Provided records
====================
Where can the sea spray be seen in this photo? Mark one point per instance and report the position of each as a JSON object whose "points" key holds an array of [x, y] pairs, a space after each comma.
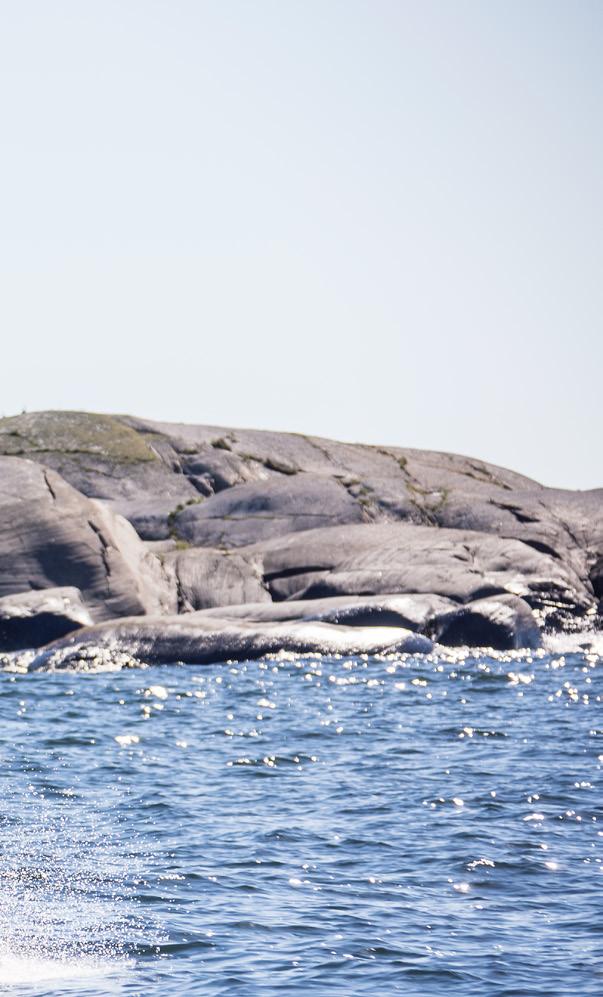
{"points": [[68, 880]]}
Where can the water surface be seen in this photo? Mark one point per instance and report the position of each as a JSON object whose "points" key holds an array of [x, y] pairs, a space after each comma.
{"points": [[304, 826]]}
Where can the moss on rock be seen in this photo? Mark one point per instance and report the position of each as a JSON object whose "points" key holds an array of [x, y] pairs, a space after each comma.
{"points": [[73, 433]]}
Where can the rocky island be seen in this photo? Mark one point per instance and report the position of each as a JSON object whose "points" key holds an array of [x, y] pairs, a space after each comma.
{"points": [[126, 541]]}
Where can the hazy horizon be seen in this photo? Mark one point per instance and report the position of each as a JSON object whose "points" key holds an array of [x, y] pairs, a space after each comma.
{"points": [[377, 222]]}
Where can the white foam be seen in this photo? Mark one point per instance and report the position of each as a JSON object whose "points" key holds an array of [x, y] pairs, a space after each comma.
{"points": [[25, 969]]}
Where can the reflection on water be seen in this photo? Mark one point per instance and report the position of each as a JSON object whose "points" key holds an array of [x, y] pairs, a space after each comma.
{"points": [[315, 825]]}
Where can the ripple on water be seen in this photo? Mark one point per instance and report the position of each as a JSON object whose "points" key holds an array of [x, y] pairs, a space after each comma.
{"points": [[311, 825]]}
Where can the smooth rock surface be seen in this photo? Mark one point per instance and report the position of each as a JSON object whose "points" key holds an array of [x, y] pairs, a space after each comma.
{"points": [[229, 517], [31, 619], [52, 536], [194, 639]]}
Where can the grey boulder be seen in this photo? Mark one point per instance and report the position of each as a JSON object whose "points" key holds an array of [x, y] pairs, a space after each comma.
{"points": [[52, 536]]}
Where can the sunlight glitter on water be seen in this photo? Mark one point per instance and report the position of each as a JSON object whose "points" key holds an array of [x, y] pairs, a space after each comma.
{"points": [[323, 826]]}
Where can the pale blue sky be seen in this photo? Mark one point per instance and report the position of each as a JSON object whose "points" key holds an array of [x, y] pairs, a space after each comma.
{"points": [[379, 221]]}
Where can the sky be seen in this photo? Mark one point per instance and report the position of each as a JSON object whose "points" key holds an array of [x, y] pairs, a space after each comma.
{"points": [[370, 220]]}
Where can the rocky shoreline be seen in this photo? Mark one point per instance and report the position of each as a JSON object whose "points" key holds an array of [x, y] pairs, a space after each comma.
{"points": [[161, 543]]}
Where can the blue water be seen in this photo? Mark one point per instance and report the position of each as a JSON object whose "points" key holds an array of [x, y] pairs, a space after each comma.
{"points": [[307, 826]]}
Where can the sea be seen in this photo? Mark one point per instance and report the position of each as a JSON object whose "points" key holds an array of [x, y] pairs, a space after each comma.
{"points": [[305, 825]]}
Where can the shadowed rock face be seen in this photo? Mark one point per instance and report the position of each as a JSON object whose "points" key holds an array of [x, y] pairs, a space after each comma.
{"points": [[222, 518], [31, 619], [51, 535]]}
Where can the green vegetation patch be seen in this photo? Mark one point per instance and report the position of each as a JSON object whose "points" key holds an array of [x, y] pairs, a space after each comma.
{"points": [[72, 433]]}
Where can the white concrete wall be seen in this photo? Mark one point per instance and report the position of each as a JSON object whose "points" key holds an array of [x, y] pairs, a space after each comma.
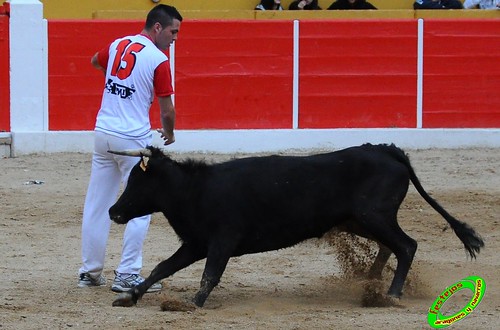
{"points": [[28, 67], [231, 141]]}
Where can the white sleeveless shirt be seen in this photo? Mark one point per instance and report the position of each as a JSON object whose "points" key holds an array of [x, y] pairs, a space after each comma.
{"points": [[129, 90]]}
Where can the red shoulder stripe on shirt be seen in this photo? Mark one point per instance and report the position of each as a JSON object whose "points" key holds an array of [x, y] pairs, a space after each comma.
====================
All text in the material above must be written out exactly; the images are to be skipped.

Where can the sea spray be seen in this photo? Mark one point per instance and report the position of each as a JSON object whose "points" key holds an array of [x, y] pairs, a space after each comma.
{"points": [[68, 880]]}
Where can the water surface be seen in this photo? Mark one point per instance and report the position of each as a JSON object whose "points" key holds an array of [x, y] pairs, a space after each comma.
{"points": [[304, 826]]}
Where can the moss on rock be seen in this photo? Mark one point per instance and report the position of each as a JSON object whose "points" key holds an array of [x, y] pairs, a space after each comma.
{"points": [[73, 433]]}
Where can the rocky island be seen in this photo? Mark one point per instance and report the position of each as a JSON object whose "points" key holds an array of [x, y] pairs, a space after each comma.
{"points": [[126, 541]]}
Where can the hazy horizon be seen in this photo? Mark one point per instance and report the position of each as a JSON object whose "points" key holds an array of [x, y] pairs, a space after each comma.
{"points": [[377, 222]]}
Where can the white foam be seen in this photo? Mark one point per instance and report the position of each as a JSON object whose "points" key holds an array of [x, y] pairs, a space after each comma.
{"points": [[25, 969]]}
Where can the reflection on water be seen in this photo? Mark one point per instance and report the position of each as a JSON object whose "points" key holds an array of [x, y] pairs, a space after each comma.
{"points": [[315, 825]]}
Where can the ripple on water be seen in this photo? Mark one point per instance and report the position of each as a JSON object whose "points" key holds an array of [x, y] pairs, a space after each comma.
{"points": [[311, 825]]}
Where can the smooth rock surface be seen in this photo? Mark one point per instance and report the position of each as a JSON object whose "points" key holds an array of [x, y] pairs, a space after each comma.
{"points": [[229, 517], [31, 619], [52, 536], [194, 639]]}
Where can the grey boulder be seen in this photo? Mark one point per instance and report the position of each as a JSON object whose "points" key holds an array of [x, y] pairs, a space after each comma.
{"points": [[52, 536]]}
Where can the sunlight glitter on water be seen in this photo? Mark one point per instance and report the position of each as a JSON object whose "points" key holds an array of [x, y] pairs, a space after each comma.
{"points": [[323, 826]]}
Where can the pale blue sky be seen in this photo? Mark one point per instance and report the position of each as a JSON object whose "points" key holds an array of [x, y] pairs, a space after each comma.
{"points": [[379, 221]]}
Where can the sky be seen in this photo? Mark one point per instance and report the position of each as a JSON object whose "points" key holds an array of [x, y] pairs, a space after each comma.
{"points": [[370, 220]]}
Where can the rocky shoreline be seen in this photo? Mark one point per instance and report the position of each as a JSON object whose "points" key holds an array of [x, y] pairs, a space after each comma.
{"points": [[161, 543]]}
Where can the blue water be seen in this photo? Mark one point per instance and report the position of each as a JSON object whose "points" key holds an array of [x, y] pairs, a space after each comma.
{"points": [[307, 826]]}
Where can the sea be seen in this photo? Mark one point per instance and report the position of each as a JSON object whose "points" key holds an array of [x, y] pairs, a space after each comma.
{"points": [[305, 825]]}
Where can the shadowed rock face be seen in this photo? Mark one point per instance and report the position of each as a JSON object whose "points" key holds an array of [x, y] pairs, a space after each comma.
{"points": [[222, 518], [31, 619], [51, 535]]}
Where can the green vegetation patch be seen in this photo? Mark one point per instance and report the position of each as a JSON object whose "points" key holds an array of [x, y] pairs, a space after each comma.
{"points": [[72, 433]]}
Where can the white concrete wall be seen in this photo? Mark one point per instance and report the position of each as a JSON object whose "points" key holds an array of [x, y] pairs, a space after each comma.
{"points": [[28, 67], [231, 141]]}
Where can the white sleeveless shirt be seen in this photo? Mark one point per instance and report the position of each as a JSON object whose "points" key holds an array of [x, y] pairs, a space after each comma.
{"points": [[129, 90]]}
Where can the red shoulder stripe on shirt be seen in this photo? Mark one point per instance and report the position of each as a JSON object whose "points" key holds an array of [x, y] pairs, a space after each comma.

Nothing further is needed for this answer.